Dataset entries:
* * *

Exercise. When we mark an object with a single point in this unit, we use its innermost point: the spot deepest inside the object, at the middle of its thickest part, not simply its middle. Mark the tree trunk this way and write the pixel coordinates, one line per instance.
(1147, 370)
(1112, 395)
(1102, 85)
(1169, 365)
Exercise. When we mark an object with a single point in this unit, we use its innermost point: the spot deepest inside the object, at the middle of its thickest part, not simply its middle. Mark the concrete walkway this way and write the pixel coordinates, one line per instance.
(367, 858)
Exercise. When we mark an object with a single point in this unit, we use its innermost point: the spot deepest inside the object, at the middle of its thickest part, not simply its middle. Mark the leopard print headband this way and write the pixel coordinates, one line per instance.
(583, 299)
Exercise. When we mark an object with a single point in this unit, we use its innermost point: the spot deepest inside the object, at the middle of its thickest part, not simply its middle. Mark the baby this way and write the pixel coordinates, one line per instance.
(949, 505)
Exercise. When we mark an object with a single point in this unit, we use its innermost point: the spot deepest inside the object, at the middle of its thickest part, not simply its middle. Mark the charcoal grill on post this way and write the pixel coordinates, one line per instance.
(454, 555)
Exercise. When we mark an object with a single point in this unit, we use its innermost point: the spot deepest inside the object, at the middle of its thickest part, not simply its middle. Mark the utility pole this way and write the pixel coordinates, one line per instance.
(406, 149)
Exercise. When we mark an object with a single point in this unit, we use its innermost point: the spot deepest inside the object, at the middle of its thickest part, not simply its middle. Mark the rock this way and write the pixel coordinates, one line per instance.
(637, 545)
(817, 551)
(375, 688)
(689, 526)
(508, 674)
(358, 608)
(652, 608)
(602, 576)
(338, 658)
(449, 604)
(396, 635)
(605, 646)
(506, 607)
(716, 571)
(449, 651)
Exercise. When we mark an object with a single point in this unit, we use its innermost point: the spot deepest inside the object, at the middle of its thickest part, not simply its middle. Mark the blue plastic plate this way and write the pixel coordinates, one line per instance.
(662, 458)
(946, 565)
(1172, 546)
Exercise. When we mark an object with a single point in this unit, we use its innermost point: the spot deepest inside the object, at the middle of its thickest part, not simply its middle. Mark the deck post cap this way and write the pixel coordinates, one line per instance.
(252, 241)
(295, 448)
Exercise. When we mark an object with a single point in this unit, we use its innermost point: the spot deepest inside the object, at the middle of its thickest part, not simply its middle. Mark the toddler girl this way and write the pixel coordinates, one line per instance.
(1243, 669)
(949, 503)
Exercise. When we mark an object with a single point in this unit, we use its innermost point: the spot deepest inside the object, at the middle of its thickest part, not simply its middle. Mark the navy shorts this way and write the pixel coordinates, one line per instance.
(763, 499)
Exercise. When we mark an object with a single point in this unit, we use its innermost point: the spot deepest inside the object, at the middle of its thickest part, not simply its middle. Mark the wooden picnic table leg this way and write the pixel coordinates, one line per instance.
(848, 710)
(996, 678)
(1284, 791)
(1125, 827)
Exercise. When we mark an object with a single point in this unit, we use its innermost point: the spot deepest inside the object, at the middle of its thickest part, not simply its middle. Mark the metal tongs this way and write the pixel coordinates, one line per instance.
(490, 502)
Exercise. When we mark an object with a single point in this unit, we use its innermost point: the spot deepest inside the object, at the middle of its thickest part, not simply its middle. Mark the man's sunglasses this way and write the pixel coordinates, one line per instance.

* * *

* **Aim**:
Turn these rows into a Markdown table with two columns, Row and Line, where Row gives the line number and Line holds the line's text. Leave out any blank lines.

* **Correct result**:
| Row | Line |
|---|---|
| 1 | Exercise. When we mark an object with a single point in this unit, we use its innermost point: the spot deepest inside the object, at the middle of its thickest part, not simply its middle. Mark the tree trunk this way and write the pixel coordinates, one line per instance. |
| 2 | (1147, 370) |
| 3 | (1112, 395) |
| 4 | (1102, 85) |
| 5 | (1169, 365) |
| 6 | Exercise. When we mark an object with a single point in this unit, we use its innermost point: the spot deepest inside the object, at the middle of its thickest part, not simply its middle. Mark the concrete walkway this way and write the pixel coordinates, one line per instance. |
| 7 | (367, 858) |
| 8 | Exercise. When we mark an object with a single point in this unit, we use its innermost point: the spot deepest inside the object, at the middle of its thickest part, not simply its middle. Mark the leopard print headband this way and write the pixel coordinates, one line per instance. |
| 9 | (583, 299) |
| 10 | Exercise. When we mark an object with a single point in this unit, we use its innermost point: the spot deepest inside the object, at the middle of its thickest part, not simply its middle. Mark the baby this way and write the pixel coordinates, one line per instance. |
| 11 | (949, 505) |
| 12 | Exercise. When we mark an object with a single point in this unit, we use its innermost point: the spot deepest inside the object, at the middle of its thickest part, not simply its middle. Mark the charcoal grill on post this way and write the pixel coordinates, one line per instance. |
| 13 | (454, 555) |
| 14 | Exercise. When we mark an object with a single point in this unit, we use its innermost point: the spot deepest inside the object, at the middle of its thickest part, not simply its middle. Mark the utility pole this way and write the pixel coordinates, one line per instance. |
| 15 | (406, 149) |
| 16 | Exercise. When we mark an object with a single point in this unit, we use its innermost point: the spot deepest inside the object, at the middle of its thickest part, not simply its middle. Mark the rock this way and write the pixel coordinates, one line per instance. |
| 17 | (637, 545) |
| 18 | (817, 551) |
| 19 | (375, 688) |
| 20 | (689, 526) |
| 21 | (508, 674) |
| 22 | (358, 608) |
| 23 | (652, 608) |
| 24 | (602, 576) |
| 25 | (338, 658) |
| 26 | (449, 604) |
| 27 | (396, 635) |
| 28 | (605, 646) |
| 29 | (506, 607) |
| 30 | (716, 571) |
| 31 | (449, 651) |
| 32 | Exercise. When we mark an object with a single point in this unit, we use its innermost point: the spot deepest inside the object, at the middle of its thickest part, not simply its middle. Mark the blue plastic plate this way and write the pixel coordinates, one line per instance. |
| 33 | (662, 458) |
| 34 | (946, 565) |
| 35 | (1172, 546) |
| 36 | Exercise. When we mark an object with a single point in this unit, we use its innermost point: the spot deepest inside the object, at the middle of its thickest part, not simply its middle. Mark the deck post cap this way and write the pixel coordinates, one line per instance. |
| 37 | (252, 241) |
| 38 | (295, 448) |
| 39 | Exercise. When we mark an object with a single point in this unit, we use its innermost point: the spot deepest inside the object, at the middle of its thickest part, not simply its middle. Mark the toddler girl this way and write the pixel coordinates, one line per instance. |
| 40 | (1243, 669) |
| 41 | (949, 503) |
| 42 | Exercise. When we mark an object with a single point in this unit, we use its innermost point: the spot deepest inside the object, at the middle of its thickest part, not simply its middle. Mark the navy shorts this way and write the pixel coordinates, one line per instance. |
| 43 | (763, 499) |
| 44 | Exercise. When we mark an object with a single point in this unit, we use its innermost point: the spot deepest inside the object, at the middle of its thickest part, not simply its middle. Mark the wooden picnic table leg this way and write the pixel coordinates, one line per instance. |
| 45 | (848, 710) |
| 46 | (996, 678) |
| 47 | (1284, 791) |
| 48 | (1125, 827) |
| 49 | Exercise. When we mark an object with a single point in this unit, we use its innermost point: the spot deepest inside the object, at the middle of its thickest part, not simply its middle. Mark the metal tongs this way and write the pixel coordinates, one line per instance. |
| 50 | (490, 502) |
| 51 | Exercise. When we mark an object with a single point in this unit, we use its innermost point: the spot deepest inside the object, at the middle of its thickest part, not simply its middle. Mark the man's sunglasses this way and write the pixel coordinates, one line per instance. |